Extract to read:
»»

Low performance for calculation of dense layers

Question

Created Nov ’21

Replies 2

Boosts 0

Participants 3

Hi, I have some latest experiment which may indicate low performance issues when using Dense layer on the M1 Max (this is a follow-up issue about my previous question ).

import tensorflow as tf
from tensorflow.keras import Model, layers
import numpy as np
from tqdm import tqdm

class NeuralNet(Model):
    # Set layers.
    def __init__(self):
        super(NeuralNet, self).__init__()
        # First fully-connected hidden layer.
        self.fc1 = layers.Dense(8192 * 8 * 2, activation=tf.nn.relu)

    # Set forward pass.
    def call(self, x):
        return self.fc1(x)

# Build neural network model.
neural_net = NeuralNet()
batch_size = 1024
x = np.random.rand(batch_size, 256)
for _ in tqdm(range(10000000)):
    neural_net(x)

The above code runs at 17.06it/s on the M1 Max chip and 168.04it/s on the Zotac RTX 3090. Both gpu utilisation of M1 max and RTX 3090 is 100%. The wattage usage for M1 max is 44.5W and 340W for RTX 3090. The M1 max is much slower compared to RTX 3090 (10% the performance of RTX 3090 which shouldn't be the case, it should be roughly 30% of a RTX 3090).

Here is the detailed performance comparsion of a RTX 3090 / M1 max for different batch size used which shows RTX 3090 is roughly 10 times faster than a M1 max and even faster for bigger batch size:

Notice that the batch size of above experiments is already big enough. Please test the above experiments and fix the problems. Thanks.

Boost

Answer 1

Frameworks Engineer OP

Apple

Dec ’21

Thank you for sharing your observations. We are investigating this. Please file a request through Feedback Assistant and post it here.

0

Answer 2

hxssg1124 OP

Dec ’21

I submitted the issue and the feedback ID is: FB9803715. Thanks for investigating the issue. I plan to redo the experiments using matrix multiplication instead of Dense layers to see whether the issue is specifically for using Dense layers and will update here.

0

««

Supplied information:
»»

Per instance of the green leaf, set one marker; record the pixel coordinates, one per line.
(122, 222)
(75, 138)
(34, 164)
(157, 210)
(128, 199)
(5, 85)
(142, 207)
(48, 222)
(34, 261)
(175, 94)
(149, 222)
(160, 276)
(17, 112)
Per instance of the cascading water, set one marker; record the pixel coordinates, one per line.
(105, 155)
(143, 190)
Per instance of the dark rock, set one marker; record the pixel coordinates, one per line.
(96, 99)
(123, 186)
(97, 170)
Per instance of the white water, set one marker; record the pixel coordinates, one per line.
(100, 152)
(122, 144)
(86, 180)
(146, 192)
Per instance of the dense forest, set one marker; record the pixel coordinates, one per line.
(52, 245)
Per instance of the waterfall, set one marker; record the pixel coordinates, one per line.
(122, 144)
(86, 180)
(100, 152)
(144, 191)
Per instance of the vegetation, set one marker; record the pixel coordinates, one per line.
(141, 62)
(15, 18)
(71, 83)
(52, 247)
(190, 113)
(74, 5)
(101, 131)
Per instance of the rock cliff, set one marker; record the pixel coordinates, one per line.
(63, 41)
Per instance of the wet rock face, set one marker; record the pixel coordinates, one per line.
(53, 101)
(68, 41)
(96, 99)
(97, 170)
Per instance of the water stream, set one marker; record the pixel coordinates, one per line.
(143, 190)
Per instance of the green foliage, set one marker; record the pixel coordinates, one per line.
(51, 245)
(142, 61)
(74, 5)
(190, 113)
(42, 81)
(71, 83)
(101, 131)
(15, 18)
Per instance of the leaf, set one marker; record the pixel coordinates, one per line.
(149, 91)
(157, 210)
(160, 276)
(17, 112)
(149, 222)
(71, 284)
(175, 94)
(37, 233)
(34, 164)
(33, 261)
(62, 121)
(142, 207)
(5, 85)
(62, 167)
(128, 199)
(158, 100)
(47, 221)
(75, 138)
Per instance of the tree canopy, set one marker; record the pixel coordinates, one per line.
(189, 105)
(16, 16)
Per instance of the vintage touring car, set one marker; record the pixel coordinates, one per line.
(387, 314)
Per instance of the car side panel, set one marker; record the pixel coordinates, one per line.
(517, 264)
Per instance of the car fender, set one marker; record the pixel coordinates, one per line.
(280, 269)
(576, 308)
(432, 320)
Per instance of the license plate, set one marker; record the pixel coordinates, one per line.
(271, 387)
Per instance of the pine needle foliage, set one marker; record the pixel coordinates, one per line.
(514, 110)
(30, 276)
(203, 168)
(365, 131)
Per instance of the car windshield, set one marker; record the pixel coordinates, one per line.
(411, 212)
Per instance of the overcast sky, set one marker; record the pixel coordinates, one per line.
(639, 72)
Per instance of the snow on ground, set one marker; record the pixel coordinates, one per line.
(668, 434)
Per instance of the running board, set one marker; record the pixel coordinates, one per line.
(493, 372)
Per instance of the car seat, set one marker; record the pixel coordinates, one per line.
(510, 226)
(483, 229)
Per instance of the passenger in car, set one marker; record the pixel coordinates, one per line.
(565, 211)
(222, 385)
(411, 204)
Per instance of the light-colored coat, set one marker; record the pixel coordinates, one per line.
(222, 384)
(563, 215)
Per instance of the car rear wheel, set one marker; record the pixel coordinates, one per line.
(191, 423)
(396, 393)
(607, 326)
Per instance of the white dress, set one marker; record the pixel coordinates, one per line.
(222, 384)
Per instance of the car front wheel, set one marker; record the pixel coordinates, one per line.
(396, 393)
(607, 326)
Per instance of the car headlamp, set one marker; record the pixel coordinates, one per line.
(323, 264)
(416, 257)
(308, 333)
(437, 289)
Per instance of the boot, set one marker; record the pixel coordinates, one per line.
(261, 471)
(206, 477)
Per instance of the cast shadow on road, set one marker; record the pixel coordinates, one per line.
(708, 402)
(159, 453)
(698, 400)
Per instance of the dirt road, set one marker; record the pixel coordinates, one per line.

««

Given request 1:
Reproduce the passage from the dense-layer performance thread word for word, beginning at the words "neural_net = NeuralNet()" and stopping after "a RTX 3090).".
Given request 2:
Turn the records into a numbered list, starting at the line that contains "Per instance of the license" and continuing through the last line of the records, with blank lines omitted.
The thread and the records are two unrelated pieces of material.

Final answer 1:
neural_net = NeuralNet()
batch_size = 1024
x = np.random.rand(batch_size, 256)
for _ in tqdm(range(10000000)):
    neural_net(x)

The above code runs at 17.06it/s on the M1 Max chip and 168.04it/s on the Zotac RTX 3090. Both gpu utilisation of M1 max and RTX 3090 is 100%. The wattage usage for M1 max is 44.5W and 340W for RTX 3090. The M1 max is much slower compared to RTX 3090 (10% the performance of RTX 3090 which shouldn't be the case, it should be roughly 30% of a RTX 3090).

Final answer 2:
1. Per instance of the license plate, set one marker; record the pixel coordinates, one per line.
2. (271, 387)
3. Per instance of the pine needle foliage, set one marker; record the pixel coordinates, one per line.
4. (514, 110)
5. (30, 276)
6. (203, 168)
7. (365, 131)
8. Per instance of the car windshield, set one marker; record the pixel coordinates, one per line.
9. (411, 212)
10. Per instance of the overcast sky, set one marker; record the pixel coordinates, one per line.
11. (639, 72)
12. Per instance of the snow on ground, set one marker; record the pixel coordinates, one per line.
13. (668, 434)
14. Per instance of the running board, set one marker; record the pixel coordinates, one per line.
15. (493, 372)
16. Per instance of the car seat, set one marker; record the pixel coordinates, one per line.
17. (510, 226)
18. (483, 229)
19. Per instance of the passenger in car, set one marker; record the pixel coordinates, one per line.
20. (565, 211)
21. (222, 385)
22. (411, 204)
23. Per instance of the light-colored coat, set one marker; record the pixel coordinates, one per line.
24. (222, 384)
25. (563, 215)
26. Per instance of the car rear wheel, set one marker; record the pixel coordinates, one per line.
27. (191, 423)
28. (396, 393)
29. (607, 326)
30. Per instance of the white dress, set one marker; record the pixel coordinates, one per line.
31. (222, 384)
32. Per instance of the car front wheel, set one marker; record the pixel coordinates, one per line.
33. (396, 393)
34. (607, 326)
35. Per instance of the car headlamp, set one marker; record the pixel coordinates, one per line.
36. (323, 264)
37. (416, 257)
38. (308, 333)
39. (437, 289)
40. Per instance of the boot, set one marker; record the pixel coordinates, one per line.
41. (261, 471)
42. (206, 477)
43. Per instance of the cast shadow on road, set one marker; record the pixel coordinates, one per line.
44. (708, 402)
45. (159, 453)
46. (698, 400)
47. Per instance of the dirt road, set one marker; record the pixel coordinates, one per line.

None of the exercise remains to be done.